Referring expression pointing data
______________________________
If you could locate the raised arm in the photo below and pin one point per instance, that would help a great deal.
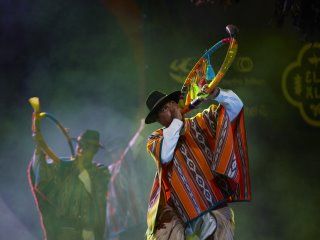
(230, 101)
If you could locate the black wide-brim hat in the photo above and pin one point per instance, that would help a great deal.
(156, 100)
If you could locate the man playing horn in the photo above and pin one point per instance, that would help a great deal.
(202, 166)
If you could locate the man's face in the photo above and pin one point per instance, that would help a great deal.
(165, 115)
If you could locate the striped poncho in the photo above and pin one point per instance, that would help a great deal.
(209, 166)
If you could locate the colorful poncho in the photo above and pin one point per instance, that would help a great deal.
(209, 166)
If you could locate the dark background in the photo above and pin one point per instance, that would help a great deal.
(92, 64)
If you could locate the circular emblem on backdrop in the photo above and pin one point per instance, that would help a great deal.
(301, 83)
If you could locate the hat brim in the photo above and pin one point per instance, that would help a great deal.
(94, 143)
(151, 117)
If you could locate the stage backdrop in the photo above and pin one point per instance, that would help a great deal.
(92, 64)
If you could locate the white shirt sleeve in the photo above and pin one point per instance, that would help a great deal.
(171, 136)
(231, 102)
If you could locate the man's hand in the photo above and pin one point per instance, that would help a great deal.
(215, 92)
(176, 112)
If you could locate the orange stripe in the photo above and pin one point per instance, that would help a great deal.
(197, 195)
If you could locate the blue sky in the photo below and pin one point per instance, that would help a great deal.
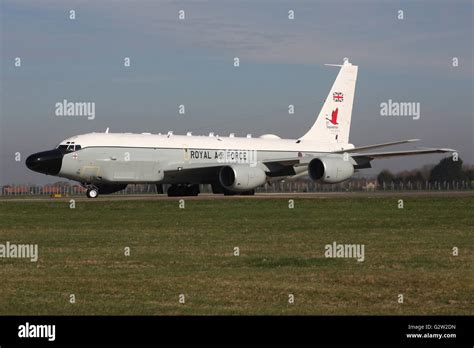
(190, 62)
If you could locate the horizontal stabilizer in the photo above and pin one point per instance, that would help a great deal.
(376, 146)
(400, 153)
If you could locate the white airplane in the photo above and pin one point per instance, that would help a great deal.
(106, 162)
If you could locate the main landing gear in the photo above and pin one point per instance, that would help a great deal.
(92, 191)
(183, 190)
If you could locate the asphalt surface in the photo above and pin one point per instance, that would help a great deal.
(209, 196)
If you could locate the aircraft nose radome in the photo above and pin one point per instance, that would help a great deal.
(46, 162)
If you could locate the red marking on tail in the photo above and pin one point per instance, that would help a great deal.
(333, 119)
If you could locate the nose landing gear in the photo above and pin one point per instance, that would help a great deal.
(92, 193)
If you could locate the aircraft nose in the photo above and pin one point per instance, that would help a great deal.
(46, 162)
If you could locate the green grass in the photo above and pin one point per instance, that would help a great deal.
(81, 251)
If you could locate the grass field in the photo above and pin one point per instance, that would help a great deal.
(191, 251)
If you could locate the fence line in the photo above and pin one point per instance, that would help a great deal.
(66, 189)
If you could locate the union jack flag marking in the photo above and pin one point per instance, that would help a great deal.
(338, 97)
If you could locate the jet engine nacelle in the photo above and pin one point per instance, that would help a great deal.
(241, 177)
(330, 170)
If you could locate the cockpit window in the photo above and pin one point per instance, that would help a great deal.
(69, 147)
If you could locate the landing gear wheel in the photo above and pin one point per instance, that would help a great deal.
(92, 193)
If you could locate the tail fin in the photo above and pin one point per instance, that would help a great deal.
(334, 121)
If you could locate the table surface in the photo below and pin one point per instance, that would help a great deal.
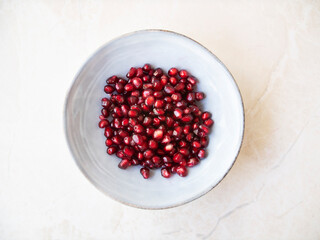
(271, 47)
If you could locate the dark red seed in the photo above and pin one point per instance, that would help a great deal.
(124, 163)
(177, 157)
(132, 72)
(108, 89)
(169, 89)
(172, 72)
(183, 73)
(111, 150)
(145, 172)
(108, 132)
(173, 81)
(178, 113)
(208, 122)
(165, 172)
(179, 87)
(105, 102)
(187, 118)
(158, 72)
(182, 171)
(146, 67)
(202, 153)
(103, 123)
(112, 80)
(153, 144)
(158, 134)
(109, 142)
(199, 96)
(148, 154)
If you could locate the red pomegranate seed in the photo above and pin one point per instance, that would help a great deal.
(109, 142)
(139, 72)
(182, 171)
(208, 122)
(187, 118)
(108, 132)
(202, 153)
(158, 72)
(112, 80)
(153, 144)
(177, 157)
(145, 172)
(172, 72)
(103, 123)
(158, 134)
(132, 72)
(199, 96)
(184, 151)
(169, 89)
(148, 154)
(156, 159)
(111, 150)
(165, 172)
(129, 87)
(108, 89)
(124, 163)
(173, 81)
(183, 73)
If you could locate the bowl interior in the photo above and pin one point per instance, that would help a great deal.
______________________________
Copy each record exactly. Leave any images out of the copy.

If you could locate the raised arm in the photo below and pin one point per instance, that would help a great deal.
(230, 101)
If you could locate the black wide-brim hat in the photo above and pin one point per instance, that would help a great deal.
(156, 100)
If you could locate the man playing horn in the photo above and pin one point per instance, that would help a great deal.
(202, 166)
If you could locate the man's face in the photo above and pin one point per instance, that would help a great deal.
(165, 115)
If you could locate the striped poncho in the photo above and pin one point per instance, that would help a great deal.
(209, 166)
If you could locate the colorful poncho in the photo above and pin one point per instance, that would help a great deal.
(209, 166)
If you could locate the dark background in the photo above and pin one point per instance, that would help a great deal.
(92, 64)
If you could locate the circular emblem on backdrop in the photo above and pin one point per instance, that would help a great deal.
(301, 83)
If you could locate the hat brim in the photo above and pin one point per instance, that would help a great deal.
(94, 143)
(151, 117)
If you could locate the stage backdrop in the photo above and pin one point per instance, that would help a great deal.
(92, 64)
If you could locate the white shirt sleeve in the photo above and pin one point per instance, that would help a great deal.
(171, 136)
(231, 102)
If you could locate the man's hand in the photo above and pin one point per instance, that would help a great deal.
(215, 92)
(176, 112)
If you could locate the orange stripe in the photo above and pin one point per instance, that would help a great deal.
(197, 195)
If you could locate the blue sky in the photo below and pin one point per instance, that would help a great deal.
(190, 62)
If you could locate the horizontal stabilizer in the photo above and pin one point per instance, that would help a great deal.
(376, 146)
(400, 153)
If you could locate the white airplane in the photo above and pin one point per instance, that would help a great deal.
(106, 162)
If you could locate the main landing gear in the photo above and pin one point per instance, that would help a great deal.
(92, 191)
(183, 190)
If you could locate the asphalt surface in the photo above and pin one point per instance, that would help a great deal.
(209, 196)
If you could locate the aircraft nose radome in the photo above and pin one point per instance, that would help a great deal.
(46, 162)
If you could locate the red marking on tail in the photo above and pin one point per instance, that would help a great deal.
(333, 119)
If you could locate the nose landing gear in the photo above and pin one point per instance, that would help a great deal.
(92, 193)
If you could locate the aircraft nose in the photo above and pin one point per instance, that would help a great deal.
(46, 162)
If you could locate the green grass in the photo above and pin one point per instance, that would help a great deal.
(81, 251)
If you could locate the grass field in the photo above and pin one point per instance, that would help a great deal.
(191, 251)
If you could locate the fence line in the photo above and pin one point per instance, that would help a great deal.
(66, 189)
If you could locate the union jack flag marking in the photo above and pin one point per instance, that would help a great deal.
(338, 97)
If you could locate the jet engine nacelle in the photo above and pin one point per instance, that would help a great deal.
(241, 177)
(330, 170)
If you could locate the cockpit window in the photo above and pin one point per instance, that would help a great deal.
(69, 147)
If you could locate the landing gear wheel in the photo above and pin one point per instance, that would help a great deal.
(92, 193)
If you could locate the tail fin in the photo above and pin one point per instance, that would help a great deal.
(334, 121)
If you could locate the table surface in the photo below and pin one point per instance, that would help a great deal.
(271, 47)
If you could locate the dark red seed in the photo above and pin one point per instance, that would help a great deal.
(124, 163)
(177, 157)
(132, 72)
(108, 89)
(169, 89)
(172, 72)
(183, 73)
(111, 150)
(145, 172)
(108, 132)
(173, 81)
(178, 113)
(208, 122)
(165, 172)
(179, 87)
(105, 102)
(187, 118)
(158, 72)
(182, 171)
(146, 67)
(202, 153)
(103, 123)
(112, 80)
(153, 144)
(158, 134)
(109, 142)
(199, 96)
(148, 154)
If you could locate the red pomegranate seed in the photo above and pin one point per instance, that would help a great deal.
(109, 142)
(139, 72)
(182, 171)
(208, 122)
(187, 118)
(108, 132)
(202, 153)
(158, 72)
(112, 80)
(153, 144)
(177, 157)
(145, 172)
(172, 72)
(103, 123)
(158, 134)
(132, 72)
(199, 96)
(184, 151)
(169, 89)
(148, 154)
(156, 159)
(111, 150)
(165, 172)
(129, 87)
(108, 89)
(124, 163)
(173, 81)
(183, 73)
If you could locate the bowl interior in the photo above and pin one point per instance, that would help a great deal.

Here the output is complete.